SEITENAUSZUG:

________

Und auch Länder wie Kanada und Australien scheinen nicht unter ihren vielen Rohstoffen zu leiden. Oder vielleicht doch? Dass die beiden Länder möglicherweise wohlhabender wären, wenn sie keine Bodenschätze hätten, legt das Beispiel der Niederlande nahe.
1959 wurde in der niederländischen Provinz Groningen ein riesiges Gasfeld entdeckt. Das hatte jedoch einen unerwarteten Nebeneffekt: die Deindustrialisierung der Niederlande, sodass die britische Publikation The Economist im Jahr 1977 von der "holländischen Krankheit" sprach.
Rohstoffarme Länder sind tendenziell demokratischer
Diese ungesunde Entwicklung war den Wechselkursen geschuldet: Dank der Gasexporte wurde der niederländische Gulden aufgewertet und alle Nicht-Erdgas-Exporte der Niederlande verloren so an Konkurrenzfähigkeit, was zu einer teilweisen Deindustrialisierung führte.
Norwegen, wo erst in den 70er Jahren Öl gefunden wurde, konnte das vermeiden, indem es den größten Teil der Öleinnahmen gar nicht erst ins Land ließ, sondern in Fremdwährungen in seinem Ölfonds parkt. Damit entgeht das Land auch den starken Schwankungen des Ölpreises, einem weiteren Grund für den Ressourcenfluch.
Viele Länder mit Rohstoffen wollen ihre Bewohner an dem Reichtum beteiligen und legen in Zeiten hoher Preise Sozialprogramme auf – um diese bei niedrigen Preisen dann wieder einzudampfen, wie eine Analyse der Weltbank zeigt.
Durch dieses prozyklische Verhalten werden die normalen Konjunkturschwankungen allerdings verstärkt, was der Wirtschaft auf Dauer schadet. Die Bank schreibt: "Die Volatilität der Fiskalpolitik fungiert als Übertragungskanal für den 'Ressourcenfluch'."
Ein weiterer solcher "Übertragungskanal" ist das Verhältnis zwischen den Regierungen und ihren Bürgern in Ländern mit vielen Rohstoffen. In rohstoffarmen Volkswirtschaften wie in Deutschland oder Südkorea finanziert sich der Staat über Steuern.

________

ZU ERLEDIGEN:
A - In welchem Jahr wurde laut dem Text über den Ressourcenfluch in der Provinz Groningen ein riesiges Gasfeld entdeckt?
B - Bitte führen Sie den Text über den Ressourcenfluch im Anschluss an seinen letzten Satz weiter.
Die Einträge haben damit nichts zu tun.

________

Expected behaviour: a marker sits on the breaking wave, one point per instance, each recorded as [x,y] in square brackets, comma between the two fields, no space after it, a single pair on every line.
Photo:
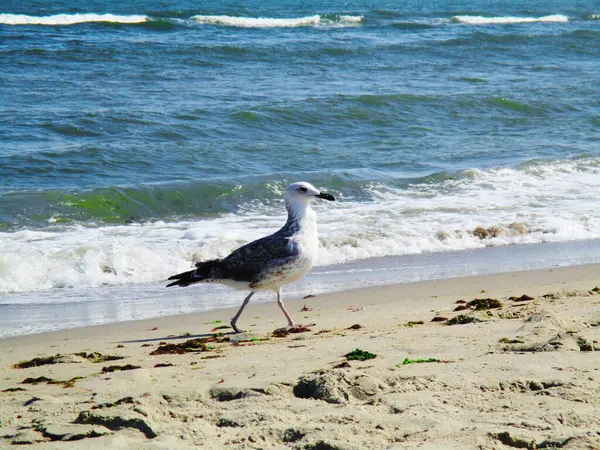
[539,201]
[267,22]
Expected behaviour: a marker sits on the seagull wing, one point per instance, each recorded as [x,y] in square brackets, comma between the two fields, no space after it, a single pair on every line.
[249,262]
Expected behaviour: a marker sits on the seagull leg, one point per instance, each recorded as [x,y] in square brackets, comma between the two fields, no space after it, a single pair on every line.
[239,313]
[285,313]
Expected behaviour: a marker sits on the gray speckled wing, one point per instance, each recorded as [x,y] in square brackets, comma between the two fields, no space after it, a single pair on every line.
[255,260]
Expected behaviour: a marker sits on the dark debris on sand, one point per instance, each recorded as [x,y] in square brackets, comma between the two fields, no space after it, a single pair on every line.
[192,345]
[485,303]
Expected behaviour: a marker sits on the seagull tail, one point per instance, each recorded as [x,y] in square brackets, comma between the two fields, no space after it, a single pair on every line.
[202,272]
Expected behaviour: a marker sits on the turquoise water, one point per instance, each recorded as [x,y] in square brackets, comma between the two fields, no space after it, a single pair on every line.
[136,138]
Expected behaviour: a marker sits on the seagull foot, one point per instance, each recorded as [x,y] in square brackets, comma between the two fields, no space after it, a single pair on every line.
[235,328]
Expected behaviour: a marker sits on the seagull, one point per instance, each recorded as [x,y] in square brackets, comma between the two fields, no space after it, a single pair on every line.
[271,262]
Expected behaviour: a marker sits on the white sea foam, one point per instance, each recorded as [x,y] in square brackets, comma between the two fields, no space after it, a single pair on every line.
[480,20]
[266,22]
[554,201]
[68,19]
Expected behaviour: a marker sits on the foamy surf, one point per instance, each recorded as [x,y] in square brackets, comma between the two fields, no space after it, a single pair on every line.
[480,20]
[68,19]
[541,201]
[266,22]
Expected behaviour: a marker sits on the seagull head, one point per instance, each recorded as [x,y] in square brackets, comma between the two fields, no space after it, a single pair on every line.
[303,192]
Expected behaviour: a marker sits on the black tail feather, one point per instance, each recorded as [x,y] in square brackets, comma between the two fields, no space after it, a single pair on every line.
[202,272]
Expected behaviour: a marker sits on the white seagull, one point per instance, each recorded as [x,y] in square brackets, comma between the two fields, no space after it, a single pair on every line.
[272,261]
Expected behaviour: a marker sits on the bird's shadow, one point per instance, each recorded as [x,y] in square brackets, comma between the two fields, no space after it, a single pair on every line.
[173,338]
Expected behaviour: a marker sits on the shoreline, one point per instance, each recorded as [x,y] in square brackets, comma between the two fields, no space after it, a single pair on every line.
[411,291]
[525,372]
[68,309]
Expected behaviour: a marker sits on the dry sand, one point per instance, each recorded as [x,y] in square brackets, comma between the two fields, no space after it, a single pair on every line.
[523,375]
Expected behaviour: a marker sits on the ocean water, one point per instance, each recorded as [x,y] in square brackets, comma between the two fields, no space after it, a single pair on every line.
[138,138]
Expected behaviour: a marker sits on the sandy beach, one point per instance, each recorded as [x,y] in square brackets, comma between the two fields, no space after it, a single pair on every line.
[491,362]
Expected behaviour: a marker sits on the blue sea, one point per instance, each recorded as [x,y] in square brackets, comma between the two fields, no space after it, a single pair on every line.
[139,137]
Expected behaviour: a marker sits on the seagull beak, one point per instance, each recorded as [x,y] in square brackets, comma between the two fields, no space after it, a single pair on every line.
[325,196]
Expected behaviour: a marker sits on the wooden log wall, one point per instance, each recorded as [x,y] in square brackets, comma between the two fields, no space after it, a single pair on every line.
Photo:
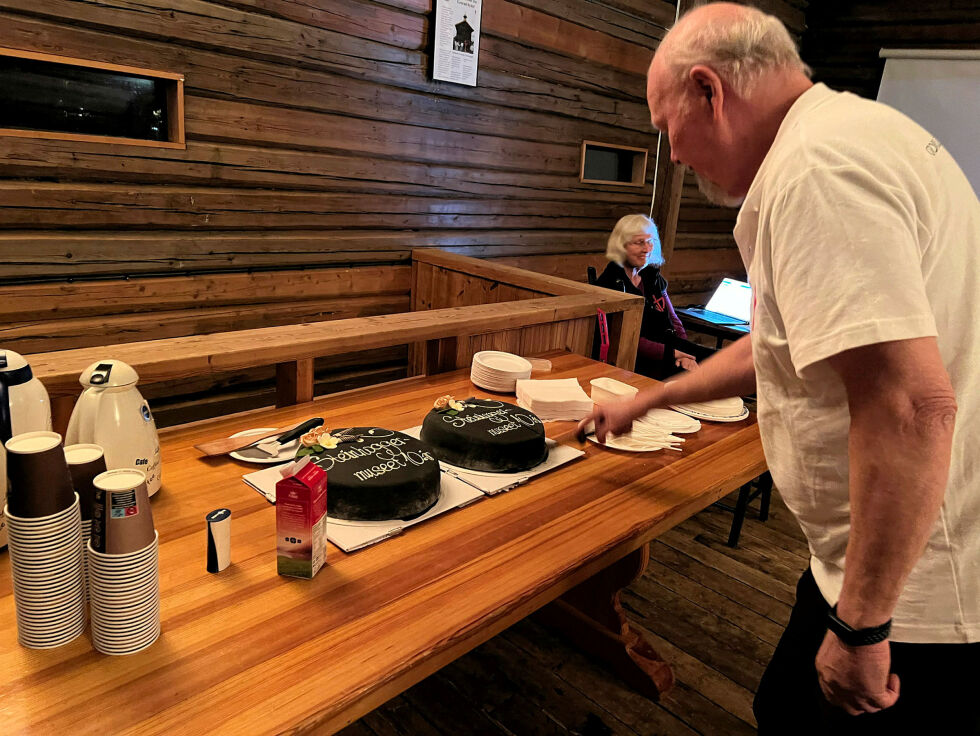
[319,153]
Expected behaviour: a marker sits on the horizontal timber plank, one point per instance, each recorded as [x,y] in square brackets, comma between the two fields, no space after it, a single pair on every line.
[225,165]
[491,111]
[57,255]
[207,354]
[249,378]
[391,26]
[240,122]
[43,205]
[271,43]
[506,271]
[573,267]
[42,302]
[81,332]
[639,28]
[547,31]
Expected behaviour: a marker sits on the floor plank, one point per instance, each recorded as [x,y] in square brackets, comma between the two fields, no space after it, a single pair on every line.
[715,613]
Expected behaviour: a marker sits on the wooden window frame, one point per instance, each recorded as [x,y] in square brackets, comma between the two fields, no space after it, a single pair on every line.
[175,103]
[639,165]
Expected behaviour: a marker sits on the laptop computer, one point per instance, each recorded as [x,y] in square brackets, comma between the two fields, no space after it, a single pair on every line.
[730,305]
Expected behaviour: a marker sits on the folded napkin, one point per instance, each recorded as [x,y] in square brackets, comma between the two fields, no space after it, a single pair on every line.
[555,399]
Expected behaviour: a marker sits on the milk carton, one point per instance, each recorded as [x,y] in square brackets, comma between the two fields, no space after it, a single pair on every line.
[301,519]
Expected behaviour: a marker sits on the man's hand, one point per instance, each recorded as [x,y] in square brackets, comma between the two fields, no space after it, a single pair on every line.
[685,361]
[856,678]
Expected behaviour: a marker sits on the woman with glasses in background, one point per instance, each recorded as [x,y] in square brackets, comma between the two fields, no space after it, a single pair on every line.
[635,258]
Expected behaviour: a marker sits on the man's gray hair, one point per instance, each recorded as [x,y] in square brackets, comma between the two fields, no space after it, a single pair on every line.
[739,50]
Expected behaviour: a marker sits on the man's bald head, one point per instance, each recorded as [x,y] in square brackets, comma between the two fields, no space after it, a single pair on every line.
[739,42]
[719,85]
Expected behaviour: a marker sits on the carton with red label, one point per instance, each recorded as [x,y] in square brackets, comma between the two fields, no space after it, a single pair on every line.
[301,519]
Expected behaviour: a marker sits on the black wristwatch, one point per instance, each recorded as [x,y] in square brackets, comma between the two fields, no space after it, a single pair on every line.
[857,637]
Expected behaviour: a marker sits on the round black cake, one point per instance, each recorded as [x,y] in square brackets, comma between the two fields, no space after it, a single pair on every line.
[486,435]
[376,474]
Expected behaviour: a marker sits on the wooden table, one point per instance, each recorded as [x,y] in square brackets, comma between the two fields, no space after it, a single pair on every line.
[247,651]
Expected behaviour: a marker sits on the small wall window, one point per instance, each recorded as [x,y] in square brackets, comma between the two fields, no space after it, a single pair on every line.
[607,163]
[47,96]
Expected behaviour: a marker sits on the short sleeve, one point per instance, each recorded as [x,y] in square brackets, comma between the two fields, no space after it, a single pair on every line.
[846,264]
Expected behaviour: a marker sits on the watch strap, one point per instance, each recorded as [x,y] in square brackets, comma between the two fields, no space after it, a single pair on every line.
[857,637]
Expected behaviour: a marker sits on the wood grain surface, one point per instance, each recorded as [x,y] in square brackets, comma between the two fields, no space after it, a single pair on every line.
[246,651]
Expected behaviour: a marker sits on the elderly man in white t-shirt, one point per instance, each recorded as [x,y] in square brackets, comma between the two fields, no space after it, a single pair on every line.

________

ANTWORTEN:
A - 1959

B -
Das führt dazu, dass Bürger darauf achten, dass ihr Geld allen zugutekommt, was wiederum einer diversifizierten Wirtschaft Vorschub leistet. Da rohstoffarme Länder ihre Bürger und damit ihre Steuerzahler bei Laune halten müssen, sind sie zudem tendenziell demokratischer.
In rohstoffreichen Ländern ist das oft umgekehrt, wie das Natural Resource Governance Institute (NRGI), ein US-Thinktank, schreibt: "Wenn Länder hohe Einnahmen aus natürlichen Ressourcen erzielen, sind sie weniger darauf angewiesen, von den Bürgern Steuern zu erheben, und Politiker sind weniger direkt an die Wünsche der Bürger gebunden."
Kein schicksalhafter Automatismus
Rohstoffreichtum erhöht auch die Gefahr, dass es zu einem Bürgerkrieg kommt. Wenn ein Land nur sehr wenige Einkommensquellen hat, entwickeln verschiedene Bevölkerungsgruppen eher eine Alles-oder-nichts-Mentalität: Wer die wenigen Quellen kontrolliert, hat alles, und die anderen haben nichts.
In den letzten 30 Jahren war "die Wahrscheinlichkeit eines Bürgerkriegs in ölproduzierenden Ländern doppelt so hoch wie in nicht-ölproduzierenden Ländern", schreibt das NRGI. Das trifft etwa auf Kongo, Nigeria, Irak, Libyen und Angola zu.
Ölreichtum könnte auch zu mehr Kriegen zwischen Staaten führen, der "Petro-Aggression". Das Paradebeispiel ist hier der Irak, der erst den Iran und dann Kuwait überfiel. Auch Russlands Überfall auf die Ukraine passt in dieses Schema.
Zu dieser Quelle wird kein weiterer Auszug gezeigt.